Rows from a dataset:
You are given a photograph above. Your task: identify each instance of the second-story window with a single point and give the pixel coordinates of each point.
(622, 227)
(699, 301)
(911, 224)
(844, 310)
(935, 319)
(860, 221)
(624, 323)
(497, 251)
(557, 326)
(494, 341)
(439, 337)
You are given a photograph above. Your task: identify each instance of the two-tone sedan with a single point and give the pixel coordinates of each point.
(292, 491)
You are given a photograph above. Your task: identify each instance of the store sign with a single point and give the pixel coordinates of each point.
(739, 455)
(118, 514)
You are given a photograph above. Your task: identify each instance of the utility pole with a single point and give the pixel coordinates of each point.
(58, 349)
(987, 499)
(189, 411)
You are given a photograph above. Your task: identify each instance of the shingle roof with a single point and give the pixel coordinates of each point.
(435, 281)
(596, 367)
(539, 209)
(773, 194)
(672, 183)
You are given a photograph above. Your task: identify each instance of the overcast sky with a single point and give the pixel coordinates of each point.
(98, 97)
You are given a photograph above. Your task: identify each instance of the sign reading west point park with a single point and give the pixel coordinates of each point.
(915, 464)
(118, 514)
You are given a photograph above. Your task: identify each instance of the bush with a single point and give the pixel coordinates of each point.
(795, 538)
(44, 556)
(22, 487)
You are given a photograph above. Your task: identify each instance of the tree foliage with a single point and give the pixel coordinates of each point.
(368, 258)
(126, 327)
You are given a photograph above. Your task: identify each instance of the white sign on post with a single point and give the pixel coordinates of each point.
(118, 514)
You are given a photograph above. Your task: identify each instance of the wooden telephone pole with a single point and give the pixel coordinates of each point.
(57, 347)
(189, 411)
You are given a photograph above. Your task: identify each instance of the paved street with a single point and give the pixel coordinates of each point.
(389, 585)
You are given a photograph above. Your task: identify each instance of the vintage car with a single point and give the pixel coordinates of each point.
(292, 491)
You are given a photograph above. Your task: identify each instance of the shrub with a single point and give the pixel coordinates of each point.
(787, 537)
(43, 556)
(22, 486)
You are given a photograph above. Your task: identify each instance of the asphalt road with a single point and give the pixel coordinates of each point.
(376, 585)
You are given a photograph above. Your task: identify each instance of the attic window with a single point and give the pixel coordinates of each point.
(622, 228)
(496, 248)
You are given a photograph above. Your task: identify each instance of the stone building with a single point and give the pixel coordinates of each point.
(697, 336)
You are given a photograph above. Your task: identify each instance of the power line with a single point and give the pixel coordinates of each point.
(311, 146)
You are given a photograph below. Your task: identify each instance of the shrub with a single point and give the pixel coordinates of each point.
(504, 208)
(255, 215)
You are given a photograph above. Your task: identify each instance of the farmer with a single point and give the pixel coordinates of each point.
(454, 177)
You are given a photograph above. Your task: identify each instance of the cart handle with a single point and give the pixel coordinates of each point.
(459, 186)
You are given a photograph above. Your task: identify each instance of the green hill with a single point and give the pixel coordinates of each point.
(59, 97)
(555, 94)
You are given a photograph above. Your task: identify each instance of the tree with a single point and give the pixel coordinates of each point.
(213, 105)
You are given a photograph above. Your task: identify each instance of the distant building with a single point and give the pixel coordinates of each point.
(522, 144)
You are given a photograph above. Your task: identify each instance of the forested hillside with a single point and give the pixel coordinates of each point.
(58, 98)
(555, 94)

**Task prompt:** Repeat the records above in full, character for character.

**Answer to this problem:**
You are given a photograph above. Your task: identify each instance of the second-story window with a single point and give the pixel coordinates of each point.
(622, 227)
(699, 301)
(911, 224)
(844, 310)
(935, 319)
(860, 221)
(624, 323)
(497, 251)
(557, 326)
(494, 341)
(439, 337)
You are given a photograph above. Your task: identify each instance of the two-tone sedan with a single point and give the pixel coordinates of each point.
(292, 491)
You are given a photograph above. Your task: identify each instance of the store sign with a single point and give the pixel coordinates of each point.
(739, 455)
(118, 514)
You are given a photograph above. Your task: identify each instance of the utility pole with a single point and give the pixel coordinates of each point.
(58, 349)
(987, 499)
(189, 411)
You are given a photograph above. Your task: identify each instance of the shingle roof with a single point and give the pixel coordinates of each point.
(435, 281)
(596, 367)
(539, 209)
(773, 194)
(672, 183)
You are given a photograph above. Your task: identify each instance of the overcast sky with a single point and give the pixel coordinates of each point.
(98, 97)
You are given a photograph above. Your task: identify each instance of the sign reading west point park with a single point and give the pixel coordinates of each point.
(915, 464)
(118, 514)
You are given a photograph above. Your task: identify each instance of the bush with a single point and give the pixel coordinates of each point.
(795, 538)
(44, 556)
(22, 487)
You are given a photograph above. Your task: identify each instance of the tree foliage with a single point and give the pixel coordinates of each point.
(368, 258)
(126, 327)
You are given a photograph above. Your task: identify each instance of the white sign on post with a single point and give the pixel coordinates of each point.
(118, 514)
You are given a photograph above. Your task: identify each instance of the wooden telephone pole with a single point and give the pixel coordinates of each point.
(57, 347)
(189, 411)
You are given a photograph above. Your task: identify each instance of the paved street with a single point and give the pixel coordinates of each point.
(389, 585)
You are given a photograph above. Your task: identify each instance of the vintage car with a single point and give the pixel coordinates of each point.
(292, 491)
You are given a photograph above. Your task: identify each instance of the shrub with a single point and give the pixel coordinates of each point.
(787, 537)
(43, 556)
(22, 486)
You are given a photograph above. Your task: identify each instance of the asphalt road with a single point and give the pixel coordinates of each point.
(376, 585)
You are given a photograph above. Your task: identify each instance of the attic window with a single point and give the pixel coordinates of each point.
(622, 228)
(496, 248)
You are given a photograph above. Your task: identify each instance of the stone building with a single point and give the pixel coordinates of each point.
(697, 336)
You are given a photograph above. Your task: identify each instance of the power line with a single point and give the pixel coordinates of each point.
(311, 146)
You are given a photograph below. Your task: identify each instance of the shrub with a single point and give the pixel coordinates of each point.
(504, 208)
(255, 215)
You are given a photograph above. Your task: identify each instance of the farmer with a single point and give the pixel coordinates of each point.
(454, 177)
You are given a photograph above. Your task: identify each instance of the cart handle with a single point and give the pixel coordinates of each point.
(459, 186)
You are given a photograph above. Your task: identify each instance of the green hill with a single point and give the pixel coordinates of each point.
(59, 97)
(555, 94)
You are given a photograph above. Your task: identify each instance of the tree with a single point and give the pixel coordinates of each point.
(213, 105)
You are given a photograph above. Your task: identify each instance of the distant building with a single point and give the pixel coordinates of each point.
(522, 144)
You are given a photograph above. Your task: identify each instance of the forested hillside with a single point and give the pixel coordinates of each point.
(58, 98)
(555, 94)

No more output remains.